Reproduce the rows below, starting at the first row and ending at the row that contains "68], [157, 78]]", with the requests included, and add -46 to every x and y vertex coordinate in the answers. Leave the pictures out of your answer.

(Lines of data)
## BEGIN
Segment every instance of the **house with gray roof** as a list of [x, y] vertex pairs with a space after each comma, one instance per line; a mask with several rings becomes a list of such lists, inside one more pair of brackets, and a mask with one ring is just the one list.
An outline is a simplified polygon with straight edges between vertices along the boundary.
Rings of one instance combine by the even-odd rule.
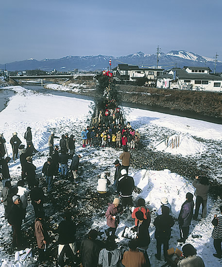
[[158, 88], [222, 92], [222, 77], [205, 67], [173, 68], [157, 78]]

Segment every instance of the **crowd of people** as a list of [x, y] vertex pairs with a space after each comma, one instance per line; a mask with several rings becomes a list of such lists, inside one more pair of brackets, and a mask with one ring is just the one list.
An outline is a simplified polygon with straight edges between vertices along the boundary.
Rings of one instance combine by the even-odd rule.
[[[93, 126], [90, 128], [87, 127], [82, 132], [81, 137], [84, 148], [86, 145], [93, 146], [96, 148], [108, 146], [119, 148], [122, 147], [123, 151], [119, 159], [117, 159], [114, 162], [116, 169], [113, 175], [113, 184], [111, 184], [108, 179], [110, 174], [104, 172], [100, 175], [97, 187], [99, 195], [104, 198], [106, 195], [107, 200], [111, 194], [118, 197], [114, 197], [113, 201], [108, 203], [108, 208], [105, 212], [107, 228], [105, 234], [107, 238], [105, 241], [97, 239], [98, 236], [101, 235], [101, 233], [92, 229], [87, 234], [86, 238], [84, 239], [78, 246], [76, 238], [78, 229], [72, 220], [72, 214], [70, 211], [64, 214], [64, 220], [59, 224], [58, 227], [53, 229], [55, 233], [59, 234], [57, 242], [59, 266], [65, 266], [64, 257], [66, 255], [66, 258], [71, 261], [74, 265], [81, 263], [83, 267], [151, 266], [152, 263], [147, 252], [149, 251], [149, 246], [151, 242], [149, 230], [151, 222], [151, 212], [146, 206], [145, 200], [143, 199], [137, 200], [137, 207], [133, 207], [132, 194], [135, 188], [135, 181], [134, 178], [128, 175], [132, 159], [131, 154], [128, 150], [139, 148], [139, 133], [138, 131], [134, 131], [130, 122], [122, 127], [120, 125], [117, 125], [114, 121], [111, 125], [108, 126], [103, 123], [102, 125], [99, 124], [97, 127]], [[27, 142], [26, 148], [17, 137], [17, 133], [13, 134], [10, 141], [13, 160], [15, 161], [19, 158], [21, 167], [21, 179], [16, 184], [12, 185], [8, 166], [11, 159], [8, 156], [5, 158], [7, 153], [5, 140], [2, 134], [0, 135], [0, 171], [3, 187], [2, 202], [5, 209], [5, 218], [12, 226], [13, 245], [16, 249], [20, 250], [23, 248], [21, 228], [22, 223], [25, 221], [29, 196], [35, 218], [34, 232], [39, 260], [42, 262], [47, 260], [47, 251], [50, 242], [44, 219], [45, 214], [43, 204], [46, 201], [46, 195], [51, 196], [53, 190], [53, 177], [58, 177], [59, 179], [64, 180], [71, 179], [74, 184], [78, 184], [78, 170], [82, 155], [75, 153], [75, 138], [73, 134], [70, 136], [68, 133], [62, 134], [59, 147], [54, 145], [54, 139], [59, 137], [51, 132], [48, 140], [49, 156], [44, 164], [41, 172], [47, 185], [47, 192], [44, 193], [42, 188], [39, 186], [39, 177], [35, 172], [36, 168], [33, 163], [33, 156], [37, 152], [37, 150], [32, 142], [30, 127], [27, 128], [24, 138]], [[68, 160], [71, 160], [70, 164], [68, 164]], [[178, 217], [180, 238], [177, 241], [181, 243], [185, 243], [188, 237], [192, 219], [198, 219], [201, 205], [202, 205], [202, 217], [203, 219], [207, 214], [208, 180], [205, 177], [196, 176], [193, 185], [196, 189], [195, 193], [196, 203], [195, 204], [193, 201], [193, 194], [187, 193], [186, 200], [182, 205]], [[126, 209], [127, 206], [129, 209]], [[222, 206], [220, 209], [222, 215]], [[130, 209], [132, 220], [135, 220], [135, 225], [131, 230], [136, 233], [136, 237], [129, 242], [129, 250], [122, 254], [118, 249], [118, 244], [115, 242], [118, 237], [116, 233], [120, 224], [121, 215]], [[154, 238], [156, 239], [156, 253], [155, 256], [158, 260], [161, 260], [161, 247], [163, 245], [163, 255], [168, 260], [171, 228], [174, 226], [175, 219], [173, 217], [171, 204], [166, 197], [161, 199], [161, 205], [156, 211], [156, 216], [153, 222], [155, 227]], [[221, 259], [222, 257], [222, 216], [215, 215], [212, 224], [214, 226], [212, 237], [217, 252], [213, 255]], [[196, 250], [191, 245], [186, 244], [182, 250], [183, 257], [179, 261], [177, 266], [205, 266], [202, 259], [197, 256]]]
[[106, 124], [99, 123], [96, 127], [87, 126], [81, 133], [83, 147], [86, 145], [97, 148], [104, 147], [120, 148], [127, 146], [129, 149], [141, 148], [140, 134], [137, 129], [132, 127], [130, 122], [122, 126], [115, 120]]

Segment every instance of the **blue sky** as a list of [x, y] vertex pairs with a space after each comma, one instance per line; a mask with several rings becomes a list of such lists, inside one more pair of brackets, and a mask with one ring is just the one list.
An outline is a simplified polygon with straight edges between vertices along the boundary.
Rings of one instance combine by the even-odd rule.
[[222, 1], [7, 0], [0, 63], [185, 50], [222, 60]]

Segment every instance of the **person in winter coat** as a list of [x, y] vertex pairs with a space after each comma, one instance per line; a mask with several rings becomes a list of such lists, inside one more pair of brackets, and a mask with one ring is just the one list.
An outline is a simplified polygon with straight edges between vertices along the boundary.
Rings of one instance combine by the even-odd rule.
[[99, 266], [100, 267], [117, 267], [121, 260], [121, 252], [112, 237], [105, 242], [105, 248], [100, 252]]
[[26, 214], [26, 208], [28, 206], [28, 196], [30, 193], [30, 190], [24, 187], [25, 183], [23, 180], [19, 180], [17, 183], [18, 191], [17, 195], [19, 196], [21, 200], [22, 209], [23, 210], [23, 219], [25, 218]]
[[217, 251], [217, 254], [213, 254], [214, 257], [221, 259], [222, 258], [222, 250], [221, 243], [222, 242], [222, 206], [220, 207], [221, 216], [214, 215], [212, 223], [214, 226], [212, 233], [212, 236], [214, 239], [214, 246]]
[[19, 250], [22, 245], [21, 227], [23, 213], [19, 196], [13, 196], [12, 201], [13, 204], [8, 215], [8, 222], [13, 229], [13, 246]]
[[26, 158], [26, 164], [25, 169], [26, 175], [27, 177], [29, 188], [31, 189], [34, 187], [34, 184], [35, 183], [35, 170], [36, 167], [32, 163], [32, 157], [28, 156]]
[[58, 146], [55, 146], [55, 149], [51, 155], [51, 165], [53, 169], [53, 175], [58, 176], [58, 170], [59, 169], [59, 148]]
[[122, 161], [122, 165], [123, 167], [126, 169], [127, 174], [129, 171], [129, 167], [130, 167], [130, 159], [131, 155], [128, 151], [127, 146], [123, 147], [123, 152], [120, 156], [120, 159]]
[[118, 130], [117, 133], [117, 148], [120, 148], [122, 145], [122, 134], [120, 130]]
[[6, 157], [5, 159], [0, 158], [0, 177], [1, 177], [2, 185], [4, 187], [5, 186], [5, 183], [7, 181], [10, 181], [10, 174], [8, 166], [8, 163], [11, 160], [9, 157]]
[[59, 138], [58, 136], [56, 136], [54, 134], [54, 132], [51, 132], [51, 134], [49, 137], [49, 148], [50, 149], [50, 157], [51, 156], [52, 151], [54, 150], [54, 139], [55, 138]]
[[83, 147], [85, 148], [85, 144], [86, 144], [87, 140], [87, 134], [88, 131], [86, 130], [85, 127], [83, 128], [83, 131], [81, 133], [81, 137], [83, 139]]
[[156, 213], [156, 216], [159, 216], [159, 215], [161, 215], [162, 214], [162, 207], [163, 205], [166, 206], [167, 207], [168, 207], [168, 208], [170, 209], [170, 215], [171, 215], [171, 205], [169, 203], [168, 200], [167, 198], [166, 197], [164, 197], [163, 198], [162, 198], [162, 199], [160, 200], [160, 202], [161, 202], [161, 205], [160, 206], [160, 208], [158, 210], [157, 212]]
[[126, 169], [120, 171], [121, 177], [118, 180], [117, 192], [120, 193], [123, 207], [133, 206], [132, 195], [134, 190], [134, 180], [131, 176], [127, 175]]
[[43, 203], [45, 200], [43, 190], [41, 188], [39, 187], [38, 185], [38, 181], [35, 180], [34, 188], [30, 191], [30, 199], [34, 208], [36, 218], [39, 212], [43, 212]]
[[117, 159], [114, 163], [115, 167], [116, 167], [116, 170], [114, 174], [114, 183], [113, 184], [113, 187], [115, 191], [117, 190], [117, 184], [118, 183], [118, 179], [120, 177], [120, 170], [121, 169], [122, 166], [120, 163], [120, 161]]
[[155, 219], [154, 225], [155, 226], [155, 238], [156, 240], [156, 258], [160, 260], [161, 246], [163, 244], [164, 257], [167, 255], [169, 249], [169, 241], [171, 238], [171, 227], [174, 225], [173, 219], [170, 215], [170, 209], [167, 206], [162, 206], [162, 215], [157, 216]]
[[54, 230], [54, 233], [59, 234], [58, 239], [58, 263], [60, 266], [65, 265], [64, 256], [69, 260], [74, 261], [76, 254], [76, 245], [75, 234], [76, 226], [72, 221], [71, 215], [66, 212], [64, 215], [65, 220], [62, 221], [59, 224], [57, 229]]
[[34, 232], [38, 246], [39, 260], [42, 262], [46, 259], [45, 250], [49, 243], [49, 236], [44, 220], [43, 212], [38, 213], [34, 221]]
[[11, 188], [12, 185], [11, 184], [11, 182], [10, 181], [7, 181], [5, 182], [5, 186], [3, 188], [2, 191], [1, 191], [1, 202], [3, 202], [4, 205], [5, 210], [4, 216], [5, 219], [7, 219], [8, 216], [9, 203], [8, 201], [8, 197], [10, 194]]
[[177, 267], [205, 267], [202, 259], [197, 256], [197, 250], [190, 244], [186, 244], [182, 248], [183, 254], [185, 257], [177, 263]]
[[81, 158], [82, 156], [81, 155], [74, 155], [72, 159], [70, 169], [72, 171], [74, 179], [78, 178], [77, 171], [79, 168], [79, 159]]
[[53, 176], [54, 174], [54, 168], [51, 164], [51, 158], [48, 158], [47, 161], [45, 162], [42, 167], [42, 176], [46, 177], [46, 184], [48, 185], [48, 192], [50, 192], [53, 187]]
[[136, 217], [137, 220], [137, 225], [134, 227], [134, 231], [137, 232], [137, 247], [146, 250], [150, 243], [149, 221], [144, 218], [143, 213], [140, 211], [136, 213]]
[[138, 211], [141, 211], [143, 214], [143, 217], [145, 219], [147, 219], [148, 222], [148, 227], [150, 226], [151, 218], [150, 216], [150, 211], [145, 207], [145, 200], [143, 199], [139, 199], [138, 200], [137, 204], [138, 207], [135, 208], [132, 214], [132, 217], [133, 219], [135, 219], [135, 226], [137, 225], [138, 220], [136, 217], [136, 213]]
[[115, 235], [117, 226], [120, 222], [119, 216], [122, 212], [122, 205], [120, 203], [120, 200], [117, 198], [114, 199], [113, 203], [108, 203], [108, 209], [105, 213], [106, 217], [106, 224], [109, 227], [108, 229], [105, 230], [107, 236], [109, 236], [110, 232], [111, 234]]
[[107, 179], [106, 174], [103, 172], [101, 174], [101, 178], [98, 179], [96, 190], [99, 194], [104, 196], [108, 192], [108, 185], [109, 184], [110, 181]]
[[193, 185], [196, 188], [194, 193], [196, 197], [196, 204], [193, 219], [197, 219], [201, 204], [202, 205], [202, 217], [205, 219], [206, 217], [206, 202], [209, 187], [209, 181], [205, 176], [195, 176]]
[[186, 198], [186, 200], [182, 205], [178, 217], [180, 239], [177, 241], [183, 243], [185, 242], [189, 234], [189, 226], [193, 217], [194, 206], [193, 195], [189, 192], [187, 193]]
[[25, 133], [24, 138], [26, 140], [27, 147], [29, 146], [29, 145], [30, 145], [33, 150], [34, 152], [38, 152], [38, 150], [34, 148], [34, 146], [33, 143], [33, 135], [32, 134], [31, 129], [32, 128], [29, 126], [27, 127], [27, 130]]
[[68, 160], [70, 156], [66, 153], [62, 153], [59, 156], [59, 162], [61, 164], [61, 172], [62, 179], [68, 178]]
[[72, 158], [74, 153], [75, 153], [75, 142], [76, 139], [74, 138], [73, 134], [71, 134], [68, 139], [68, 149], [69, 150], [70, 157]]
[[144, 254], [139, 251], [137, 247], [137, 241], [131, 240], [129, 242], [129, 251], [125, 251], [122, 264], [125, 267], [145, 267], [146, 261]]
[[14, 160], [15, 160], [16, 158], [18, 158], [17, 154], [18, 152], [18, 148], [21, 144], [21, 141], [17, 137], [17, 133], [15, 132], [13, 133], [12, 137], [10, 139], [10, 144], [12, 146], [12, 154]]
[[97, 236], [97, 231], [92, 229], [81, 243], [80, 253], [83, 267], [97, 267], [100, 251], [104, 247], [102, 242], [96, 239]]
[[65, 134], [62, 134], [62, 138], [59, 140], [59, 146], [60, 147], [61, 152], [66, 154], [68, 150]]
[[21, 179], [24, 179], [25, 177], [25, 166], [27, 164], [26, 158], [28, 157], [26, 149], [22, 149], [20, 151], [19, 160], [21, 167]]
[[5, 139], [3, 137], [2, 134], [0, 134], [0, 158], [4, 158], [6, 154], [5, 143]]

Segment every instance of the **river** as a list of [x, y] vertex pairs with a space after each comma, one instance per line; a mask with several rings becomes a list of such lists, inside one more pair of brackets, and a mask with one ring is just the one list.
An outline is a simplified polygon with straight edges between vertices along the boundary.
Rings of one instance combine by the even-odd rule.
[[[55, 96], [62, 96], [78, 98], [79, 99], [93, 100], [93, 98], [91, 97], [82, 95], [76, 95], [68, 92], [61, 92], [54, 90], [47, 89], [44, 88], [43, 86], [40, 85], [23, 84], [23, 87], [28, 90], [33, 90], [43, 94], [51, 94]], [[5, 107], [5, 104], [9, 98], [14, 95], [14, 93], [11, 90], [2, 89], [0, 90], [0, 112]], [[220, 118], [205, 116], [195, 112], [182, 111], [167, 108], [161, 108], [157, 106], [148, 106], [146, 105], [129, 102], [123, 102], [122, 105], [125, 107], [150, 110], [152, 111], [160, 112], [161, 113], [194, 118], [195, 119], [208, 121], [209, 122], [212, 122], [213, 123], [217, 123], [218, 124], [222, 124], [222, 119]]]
## END
**THE RESPONSE:**
Segment every instance of the **house with gray roof** as a list of [x, y] vertex pairs with a space after each comma, one instance per line; a mask with several rings becomes a list of such lists, inside one more pair of brackets, and a mask with one ring is just the one list.
An outline is a simplified polygon with straight edges between vertices along the boundary.
Rings of one instance combine by the even-odd rule.
[[112, 42], [176, 46], [176, 31], [159, 21], [127, 22], [111, 32]]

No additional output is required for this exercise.